*** Block opens ***

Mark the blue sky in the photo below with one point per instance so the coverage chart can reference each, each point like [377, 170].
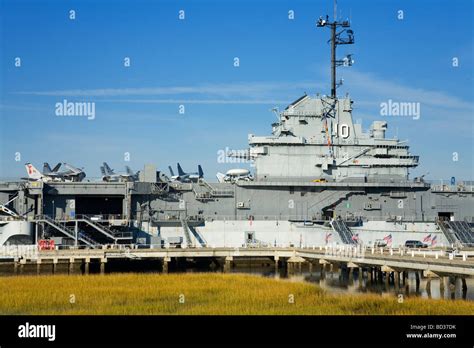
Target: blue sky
[190, 62]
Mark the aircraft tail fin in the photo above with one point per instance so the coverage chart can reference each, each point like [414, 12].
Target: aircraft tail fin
[102, 170]
[56, 167]
[46, 168]
[108, 170]
[200, 172]
[220, 177]
[180, 170]
[33, 173]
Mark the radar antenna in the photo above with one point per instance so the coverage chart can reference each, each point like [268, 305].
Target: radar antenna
[343, 37]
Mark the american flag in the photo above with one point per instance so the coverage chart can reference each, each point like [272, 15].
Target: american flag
[388, 239]
[328, 236]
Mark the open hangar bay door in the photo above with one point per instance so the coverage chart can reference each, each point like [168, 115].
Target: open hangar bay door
[99, 205]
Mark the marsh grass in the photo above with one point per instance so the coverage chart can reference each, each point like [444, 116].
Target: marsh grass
[217, 294]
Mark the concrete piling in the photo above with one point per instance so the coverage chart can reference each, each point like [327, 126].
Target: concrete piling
[103, 261]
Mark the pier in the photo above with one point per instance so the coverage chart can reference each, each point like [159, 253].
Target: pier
[377, 264]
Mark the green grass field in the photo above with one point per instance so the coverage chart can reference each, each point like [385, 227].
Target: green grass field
[191, 294]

*** Block closes ***

Description of the task
Exactly as written above, print every line of the data but not its pictures.

Response to this task
Mark the blue sky in the photo below with one point per instance so the coverage chart can reference each, each point like [377, 170].
Target: blue sky
[190, 62]
Mark the aircraft tail fin in the photo above with one point per instance so the coverage chart can reference each, each point like [414, 12].
Target: aircraft tail fin
[102, 170]
[56, 167]
[46, 168]
[108, 170]
[200, 172]
[220, 177]
[180, 170]
[33, 173]
Mark the radar antenna in the photo above with one point per instance so the coverage chart can reference each, each point like [268, 305].
Target: radar antenna
[343, 37]
Mark the american flag in the photo above with one point per instance so the coverage chart can reference each, each point like [272, 15].
Target: american flag
[388, 239]
[328, 236]
Mark the open hangar bay door in the photo above with one point per instance so the coverage chart can reference each, each point like [168, 115].
Target: open hangar bay door
[99, 205]
Mark the marsh grass in the photo above with one point per instance so the coverage chart can reference each, each point like [444, 116].
Target: marsh grass
[217, 294]
Mark the concrete piling in the photo above with one point per instance so the coverage chart can reference each, each point like [327, 126].
Target: concrete piling
[103, 261]
Mark the pier in the photo above with one point per instance so the coverage chart can reference each, each point like [159, 253].
Target: pier
[377, 264]
Mark the green grass field in the photo above with one point per instance so the coverage chart can reference each, each point like [385, 227].
Target: green grass field
[191, 294]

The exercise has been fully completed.